* Pasaje proporcionado
○ ○ ○ ○

Francisco de Goya y Lucientes, el genio de Fuendetodos, uno de los más insignes pintores de todos los tiempos, el autor de Los fusilamientos y las «majas», el pintor de las casas de Osuna y Alba, uno de los sordos más famosos de todos los tiempos… sigue enterrado sin cabeza. En la ermita de San Antonio de la Florida, en Madrid, descansan sus restos incompletos, porque el cráneo que desapareció del cementerio de Burdeos (Francia) aún está en paradero desconocido.

La «tanatografía» de Goya, con o sin cabeza, es tan densa y compleja como su biografía. Al maño le han pasado tantas cosas después de muerto, que hay que repasarlas varias veces para creerlas.

Murió el artista en la primavera de 1828. Tenía 82 años y ni un real en el bolsillo. Acabó en Burdeos, porque allí se exilió durante el reinado del absolutista Fernando VII. En su testamento dejó dicho que quería ser vestido con el hábito de San Francisco y enterrado en la iglesia de la que fuera parroquiano en el momento de la muerte, pero, vaya por Dios, Goya escribió su última voluntad en 1811, cuando no podía imaginar que acabaría exiliado en Francia. Cuando murió, nadie tenía un hábito de San Francisco a mano y en Burdeos no se estilaba eso de enterrarse en las iglesias. Los muertos iban, lógicamente, al cementerio. Y allá que te fue Goya, y encima, a una tumba prestada.

○ ○ ○ ○

* Instrucción de trabajo 1
Reproduce del pasaje sobre Goya todo lo que va desde «Francisco de Goya» hasta «en paradero desconocido.».
* Instrucción de trabajo 2
Prosigue el pasaje sobre Goya a partir de donde termina.

* Datos de expresiones referenciales
○ ○ ○ ○

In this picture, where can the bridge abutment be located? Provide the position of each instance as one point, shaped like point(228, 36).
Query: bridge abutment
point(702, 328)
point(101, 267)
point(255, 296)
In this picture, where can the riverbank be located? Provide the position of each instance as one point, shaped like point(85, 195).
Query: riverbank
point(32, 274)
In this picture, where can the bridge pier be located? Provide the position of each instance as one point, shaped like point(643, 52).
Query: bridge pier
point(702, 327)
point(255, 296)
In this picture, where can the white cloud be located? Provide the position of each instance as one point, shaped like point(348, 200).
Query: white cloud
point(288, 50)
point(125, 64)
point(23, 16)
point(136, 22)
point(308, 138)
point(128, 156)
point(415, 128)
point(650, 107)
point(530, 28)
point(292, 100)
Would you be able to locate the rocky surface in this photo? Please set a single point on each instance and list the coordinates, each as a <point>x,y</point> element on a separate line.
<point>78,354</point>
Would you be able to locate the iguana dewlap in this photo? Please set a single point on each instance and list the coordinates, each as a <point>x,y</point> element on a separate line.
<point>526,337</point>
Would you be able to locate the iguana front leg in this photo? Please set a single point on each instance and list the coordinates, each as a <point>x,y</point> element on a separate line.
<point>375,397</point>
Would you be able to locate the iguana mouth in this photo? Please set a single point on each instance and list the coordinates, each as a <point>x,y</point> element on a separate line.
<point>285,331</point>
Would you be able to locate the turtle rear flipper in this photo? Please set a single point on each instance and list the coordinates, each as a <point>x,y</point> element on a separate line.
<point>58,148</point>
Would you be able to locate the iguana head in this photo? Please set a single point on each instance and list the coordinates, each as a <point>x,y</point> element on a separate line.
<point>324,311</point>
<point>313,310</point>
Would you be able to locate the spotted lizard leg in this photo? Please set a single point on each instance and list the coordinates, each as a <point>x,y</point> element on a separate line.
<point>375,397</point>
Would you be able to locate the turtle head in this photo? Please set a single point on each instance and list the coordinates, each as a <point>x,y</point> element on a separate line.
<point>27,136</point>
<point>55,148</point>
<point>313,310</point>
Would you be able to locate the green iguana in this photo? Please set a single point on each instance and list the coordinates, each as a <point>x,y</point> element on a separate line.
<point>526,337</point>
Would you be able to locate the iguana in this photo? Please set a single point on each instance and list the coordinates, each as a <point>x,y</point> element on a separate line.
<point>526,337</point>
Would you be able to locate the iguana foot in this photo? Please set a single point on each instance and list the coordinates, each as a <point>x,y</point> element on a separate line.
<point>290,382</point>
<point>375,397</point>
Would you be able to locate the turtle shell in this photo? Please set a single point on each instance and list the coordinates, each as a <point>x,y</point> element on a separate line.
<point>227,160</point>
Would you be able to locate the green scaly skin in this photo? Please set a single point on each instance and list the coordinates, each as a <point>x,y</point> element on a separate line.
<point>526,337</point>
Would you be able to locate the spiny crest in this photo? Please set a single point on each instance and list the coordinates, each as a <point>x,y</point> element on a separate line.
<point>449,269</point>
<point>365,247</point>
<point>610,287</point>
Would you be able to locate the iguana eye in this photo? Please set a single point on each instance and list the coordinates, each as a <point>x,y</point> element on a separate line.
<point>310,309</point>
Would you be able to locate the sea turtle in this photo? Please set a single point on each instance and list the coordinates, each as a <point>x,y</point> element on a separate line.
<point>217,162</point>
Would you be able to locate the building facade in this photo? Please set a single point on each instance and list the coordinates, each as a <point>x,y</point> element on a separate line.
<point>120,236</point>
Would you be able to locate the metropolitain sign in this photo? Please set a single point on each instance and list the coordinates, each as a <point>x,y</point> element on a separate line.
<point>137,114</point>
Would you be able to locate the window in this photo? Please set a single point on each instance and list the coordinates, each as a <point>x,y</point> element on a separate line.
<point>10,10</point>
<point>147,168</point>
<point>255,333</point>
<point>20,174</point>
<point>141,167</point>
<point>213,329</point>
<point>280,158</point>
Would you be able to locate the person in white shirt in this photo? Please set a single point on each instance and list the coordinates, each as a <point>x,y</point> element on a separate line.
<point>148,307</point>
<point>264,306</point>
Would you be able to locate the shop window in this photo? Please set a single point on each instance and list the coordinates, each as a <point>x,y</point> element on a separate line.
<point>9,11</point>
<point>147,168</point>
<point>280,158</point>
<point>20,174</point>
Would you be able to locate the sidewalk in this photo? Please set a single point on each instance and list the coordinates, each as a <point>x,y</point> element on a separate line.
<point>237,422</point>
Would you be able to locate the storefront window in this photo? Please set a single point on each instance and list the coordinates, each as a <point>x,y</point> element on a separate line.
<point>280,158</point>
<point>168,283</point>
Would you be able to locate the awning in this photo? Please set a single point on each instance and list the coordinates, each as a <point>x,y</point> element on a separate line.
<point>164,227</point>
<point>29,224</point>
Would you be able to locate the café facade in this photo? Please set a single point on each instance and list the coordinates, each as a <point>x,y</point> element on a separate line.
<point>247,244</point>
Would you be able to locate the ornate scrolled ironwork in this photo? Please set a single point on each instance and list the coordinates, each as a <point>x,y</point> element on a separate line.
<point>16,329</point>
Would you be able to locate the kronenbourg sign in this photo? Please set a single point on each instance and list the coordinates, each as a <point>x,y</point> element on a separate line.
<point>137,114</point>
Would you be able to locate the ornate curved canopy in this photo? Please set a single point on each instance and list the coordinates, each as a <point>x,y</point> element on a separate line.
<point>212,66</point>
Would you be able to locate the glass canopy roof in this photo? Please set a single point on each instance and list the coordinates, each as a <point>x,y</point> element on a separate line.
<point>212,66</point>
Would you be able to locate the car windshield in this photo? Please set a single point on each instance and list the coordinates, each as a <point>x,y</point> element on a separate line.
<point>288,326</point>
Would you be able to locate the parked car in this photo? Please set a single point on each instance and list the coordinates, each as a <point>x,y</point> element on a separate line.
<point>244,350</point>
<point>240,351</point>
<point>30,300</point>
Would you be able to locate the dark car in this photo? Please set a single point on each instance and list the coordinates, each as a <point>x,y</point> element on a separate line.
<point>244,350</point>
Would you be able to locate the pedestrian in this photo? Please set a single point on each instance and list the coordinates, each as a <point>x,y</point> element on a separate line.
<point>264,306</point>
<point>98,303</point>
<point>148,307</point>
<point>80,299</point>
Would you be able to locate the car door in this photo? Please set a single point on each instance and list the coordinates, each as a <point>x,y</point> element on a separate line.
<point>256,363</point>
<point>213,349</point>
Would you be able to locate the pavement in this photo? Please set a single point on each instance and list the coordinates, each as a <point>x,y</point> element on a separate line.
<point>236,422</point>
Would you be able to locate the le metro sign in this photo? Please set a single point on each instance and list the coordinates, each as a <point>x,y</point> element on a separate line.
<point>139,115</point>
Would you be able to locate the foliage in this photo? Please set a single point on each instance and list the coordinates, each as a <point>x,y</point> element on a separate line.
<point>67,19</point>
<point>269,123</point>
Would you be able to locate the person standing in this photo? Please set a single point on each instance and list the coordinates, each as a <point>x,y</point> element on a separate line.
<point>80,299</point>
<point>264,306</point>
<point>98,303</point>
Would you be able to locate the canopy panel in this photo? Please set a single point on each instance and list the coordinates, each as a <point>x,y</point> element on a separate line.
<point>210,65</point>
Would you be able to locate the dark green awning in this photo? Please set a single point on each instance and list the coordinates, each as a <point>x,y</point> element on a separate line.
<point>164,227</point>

○ ○ ○ ○

* Respuesta esperada 1
Francisco de Goya y Lucientes, el genio de Fuendetodos, uno de los más insignes pintores de todos los tiempos, el autor de Los fusilamientos y las «majas», el pintor de las casas de Osuna y Alba, uno de los sordos más famosos de todos los tiempos… sigue enterrado sin cabeza. En la ermita de San Antonio de la Florida, en Madrid, descansan sus restos incompletos, porque el cráneo que desapareció del cementerio de Burdeos (Francia) aún está en paradero desconocido.

* Respuesta esperada 2
Y quien se la prestó fue un personaje que juega un papel fundamental en toda esta historia, Martín Miguel Goicoechea, también exiliado, ex gobernador de Madrid y además su consuegro. Cuando Goya llegó al panteón de Burdeos, su amigo descansaba en él desde tres años antes, y con él ha compartido y aún comparte todas las tumbas que ha recorrido a lo largo de los años.

El entierro se verificó en el cementerio de la Grande Chartreuse de Burdeos. Fue sencillo y muy poco concurrido. La tumba quedó señalada con el número 5, de la serie 7a, situada al final del vial de árboles de la entrada. Allí quedó Goya medio olvidado por una España a la que retrató como pocos. Fue un gran pintor, pero recibió tratamiento de pintamonas.

Todo el mundo se olvidó de Goya, de su arte y de sus huesos hasta que, cincuenta y dos años después, el cónsul español en Burdeos, Joaquín Pereyra, la descubrió por casualidad cuando aquel año de 1880 acudió a poner flores a la tumba de su esposa. Trasladar sus restos a España y darle los honores y la sepultura merecidos se convirtió para el cónsul en un empeño personal y para el Gobierno español en un asunto de Estado. Veinte años después, en 1900, don Francisco de Goya y Lucientes volvió a España, pero la burocracia previa rozó el absurdo.

Joaquín Pereyra descubrió asombrado un panteón ruinoso en el que parecía leerse el nombre de Francisco de Goya. Escribió el bueno de Pereyra que se «sonrojó al considerar que los restos de esta ilustre gloria del arte español se encontrasen sepultados en el mayor olvido y abandono en tierra extranjera, y sentenciados a que un día fuesen a confundirse en el osario común». Y así era, porque la sepultura tenía aviso de desahucio.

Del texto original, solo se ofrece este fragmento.